- Your goal
Filter the listing down to the lines containing the word "long".
···
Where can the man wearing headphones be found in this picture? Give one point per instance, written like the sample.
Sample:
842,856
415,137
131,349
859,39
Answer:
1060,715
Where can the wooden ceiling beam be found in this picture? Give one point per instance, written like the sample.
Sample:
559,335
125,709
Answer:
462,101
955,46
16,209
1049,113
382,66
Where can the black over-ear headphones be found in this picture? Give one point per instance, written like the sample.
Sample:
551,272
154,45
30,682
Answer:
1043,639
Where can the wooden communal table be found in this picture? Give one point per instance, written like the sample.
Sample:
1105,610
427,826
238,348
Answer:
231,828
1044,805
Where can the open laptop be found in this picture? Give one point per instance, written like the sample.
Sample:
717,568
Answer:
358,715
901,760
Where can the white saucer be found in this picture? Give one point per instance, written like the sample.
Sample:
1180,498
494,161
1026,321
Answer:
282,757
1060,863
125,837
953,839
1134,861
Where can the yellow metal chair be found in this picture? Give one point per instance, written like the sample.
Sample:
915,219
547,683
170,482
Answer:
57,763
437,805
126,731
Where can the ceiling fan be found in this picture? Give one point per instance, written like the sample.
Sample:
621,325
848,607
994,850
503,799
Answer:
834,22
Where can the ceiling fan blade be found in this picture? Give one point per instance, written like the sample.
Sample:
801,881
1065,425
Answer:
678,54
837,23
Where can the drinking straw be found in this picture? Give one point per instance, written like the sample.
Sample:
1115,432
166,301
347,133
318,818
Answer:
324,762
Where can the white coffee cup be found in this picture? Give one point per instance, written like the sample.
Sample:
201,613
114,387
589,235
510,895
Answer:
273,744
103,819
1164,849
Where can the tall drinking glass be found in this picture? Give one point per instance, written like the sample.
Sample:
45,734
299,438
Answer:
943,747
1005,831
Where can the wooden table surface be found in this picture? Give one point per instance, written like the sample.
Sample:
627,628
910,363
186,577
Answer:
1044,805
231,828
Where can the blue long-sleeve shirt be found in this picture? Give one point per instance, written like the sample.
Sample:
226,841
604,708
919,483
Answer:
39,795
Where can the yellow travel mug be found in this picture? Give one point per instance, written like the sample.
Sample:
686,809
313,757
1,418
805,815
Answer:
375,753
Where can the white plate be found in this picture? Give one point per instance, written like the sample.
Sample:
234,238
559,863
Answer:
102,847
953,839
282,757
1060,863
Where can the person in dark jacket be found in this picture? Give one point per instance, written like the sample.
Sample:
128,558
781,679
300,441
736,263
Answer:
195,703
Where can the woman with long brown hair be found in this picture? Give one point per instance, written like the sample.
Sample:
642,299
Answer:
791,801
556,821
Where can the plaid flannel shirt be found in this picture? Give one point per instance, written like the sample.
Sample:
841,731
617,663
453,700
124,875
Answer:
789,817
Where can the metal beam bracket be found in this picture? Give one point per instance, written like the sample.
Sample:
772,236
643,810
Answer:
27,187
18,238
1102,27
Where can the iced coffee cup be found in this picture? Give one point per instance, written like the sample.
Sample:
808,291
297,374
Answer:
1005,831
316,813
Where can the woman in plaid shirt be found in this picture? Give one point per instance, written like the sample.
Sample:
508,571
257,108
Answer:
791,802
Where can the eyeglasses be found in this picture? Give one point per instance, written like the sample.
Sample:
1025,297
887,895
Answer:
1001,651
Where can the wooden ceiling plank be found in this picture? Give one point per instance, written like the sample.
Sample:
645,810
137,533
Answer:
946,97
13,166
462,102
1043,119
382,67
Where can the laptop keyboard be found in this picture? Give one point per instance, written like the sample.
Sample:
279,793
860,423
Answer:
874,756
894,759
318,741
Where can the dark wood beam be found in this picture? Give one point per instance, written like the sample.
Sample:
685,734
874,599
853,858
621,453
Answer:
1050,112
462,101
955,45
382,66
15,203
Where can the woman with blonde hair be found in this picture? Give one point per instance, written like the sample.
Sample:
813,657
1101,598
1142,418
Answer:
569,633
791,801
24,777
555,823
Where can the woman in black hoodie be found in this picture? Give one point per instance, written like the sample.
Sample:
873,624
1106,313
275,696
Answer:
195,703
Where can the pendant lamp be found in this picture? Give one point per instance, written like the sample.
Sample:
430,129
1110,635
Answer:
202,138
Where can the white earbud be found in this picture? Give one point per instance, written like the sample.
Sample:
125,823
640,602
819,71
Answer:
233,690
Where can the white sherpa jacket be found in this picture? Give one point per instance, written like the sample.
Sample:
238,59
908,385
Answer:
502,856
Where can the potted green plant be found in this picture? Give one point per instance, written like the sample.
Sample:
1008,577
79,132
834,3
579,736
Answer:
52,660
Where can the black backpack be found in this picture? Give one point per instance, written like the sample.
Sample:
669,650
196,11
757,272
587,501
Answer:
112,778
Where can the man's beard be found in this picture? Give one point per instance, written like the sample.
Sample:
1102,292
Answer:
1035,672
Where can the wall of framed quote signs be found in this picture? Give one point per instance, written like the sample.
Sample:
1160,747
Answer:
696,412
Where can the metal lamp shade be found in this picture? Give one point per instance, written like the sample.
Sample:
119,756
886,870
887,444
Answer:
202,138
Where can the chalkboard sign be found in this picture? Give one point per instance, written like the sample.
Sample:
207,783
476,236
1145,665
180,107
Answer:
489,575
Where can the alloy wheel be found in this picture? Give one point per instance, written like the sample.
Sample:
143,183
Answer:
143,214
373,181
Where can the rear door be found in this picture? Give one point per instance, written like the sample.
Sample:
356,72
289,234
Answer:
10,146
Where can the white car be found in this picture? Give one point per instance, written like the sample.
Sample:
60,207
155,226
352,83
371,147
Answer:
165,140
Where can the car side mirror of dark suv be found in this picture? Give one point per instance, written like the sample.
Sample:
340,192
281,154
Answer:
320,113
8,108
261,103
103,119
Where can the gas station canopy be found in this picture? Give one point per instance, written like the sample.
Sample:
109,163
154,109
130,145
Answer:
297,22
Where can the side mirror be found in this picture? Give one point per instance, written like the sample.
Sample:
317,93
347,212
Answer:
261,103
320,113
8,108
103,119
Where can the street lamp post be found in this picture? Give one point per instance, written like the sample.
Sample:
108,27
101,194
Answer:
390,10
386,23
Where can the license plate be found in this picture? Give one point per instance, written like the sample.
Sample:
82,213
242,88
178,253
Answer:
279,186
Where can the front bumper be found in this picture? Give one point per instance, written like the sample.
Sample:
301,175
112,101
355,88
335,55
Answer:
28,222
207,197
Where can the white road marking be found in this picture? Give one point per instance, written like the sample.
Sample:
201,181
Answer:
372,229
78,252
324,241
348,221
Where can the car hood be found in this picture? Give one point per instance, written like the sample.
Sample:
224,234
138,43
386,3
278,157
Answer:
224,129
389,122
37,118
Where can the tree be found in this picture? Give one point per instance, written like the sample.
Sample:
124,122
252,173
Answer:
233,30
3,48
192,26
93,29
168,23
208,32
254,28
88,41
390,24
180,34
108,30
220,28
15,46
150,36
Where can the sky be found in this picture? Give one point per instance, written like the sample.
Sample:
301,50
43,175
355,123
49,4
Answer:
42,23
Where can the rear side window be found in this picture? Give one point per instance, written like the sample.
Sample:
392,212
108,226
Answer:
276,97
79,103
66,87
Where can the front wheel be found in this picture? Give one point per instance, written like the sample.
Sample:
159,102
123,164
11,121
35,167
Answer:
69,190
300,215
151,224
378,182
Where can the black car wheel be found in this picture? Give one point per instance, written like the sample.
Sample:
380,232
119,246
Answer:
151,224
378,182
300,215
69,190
···
- Answer space
Where can the blue long-sleeve shirt be found in this picture? Give one point per instance, written like the sample.
Where can the woman with long brown hair be found in this picture? Give one point per instance, written like the sample.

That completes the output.